There’s something extra special about this commemorative event: the menu was crafted by Dockside’s very own dad and grad chef duo. Created with themes of innovation and holiday traditions in mind, Guests can look forward to innovative twists on family-favorite brunch items and a buffet spread of all-you-can-eat classics.
This year’s brunch menu also pays tribute to Chef Russ and Jonathan’s shared passion for food and Jonathan’s next big adventure: working in the international food scene. During his last semester at Inland Northwest Culinary Academy (INCA), Jonathan landed a prestigious culinary arts internship in Copenhagen, Denmark. When we say prestigious, we’re talking about an internship at the four-time winner of Restaurant magazine’s “World’s Best Restaurant” title, Noma, and we couldn’t be more proud!
Before Jonathan takes flight, we sat down with him and Chef Russ to talk about how cooking together has been a lifelong family affair. Our conversation explored exciting topics ranging from Dockside happenings to menu innovations to seasonal ingredients, and of course, Jonathan’s impressive internship.
Read on to “listen in” on what sparked their shared passion for the craft of cooking, how they stay inspired, and what lies ahead for Jonathan with a Noma-sized adventure on the horizon. [Paraphrased]
Q: Here’s the burning question on everyone’s minds, Jonathan… How did you land the Noma internship?
Jonathan: I think it partially has to do with the fact that I intentionally chose the culinary arts career path. When I graduated high school, I had an academic scholarship to Eastern Washington University to get a business degree. I was enrolled, packed up, and my tuition was set. The Thursday before the Monday we started school, I realized it didn’t feel like the right next step. On my way back from orientation, I stopped by INCA, and the one person who was still in the building was in charge of the culinary department – one of my favorite subjects. It felt like a sign, so I signed up for culinary school on the spot and got the last seat in class.

####################

* GIVEN TASK A: Name every organization mentioned in the brunch article, including schools, restaurants and publications.
The brunch article and the entries that follow it come from unrelated sources.

* EXERCISE DATA:
####################

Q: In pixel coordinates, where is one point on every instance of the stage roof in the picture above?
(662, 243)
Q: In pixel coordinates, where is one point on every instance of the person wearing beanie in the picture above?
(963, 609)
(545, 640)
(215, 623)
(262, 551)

####################

* GIVEN TASK B: Collect each line of the entries that contains the string "above", matching case exactly.

* CORRECT ANSWER A: Dockside; Inland Northwest Culinary Academy (INCA); Restaurant magazine; Noma; Eastern Washington University

* CORRECT ANSWER B:
Q: In pixel coordinates, where is one point on every instance of the stage roof in the picture above?
Q: In pixel coordinates, where is one point on every instance of the person wearing beanie in the picture above?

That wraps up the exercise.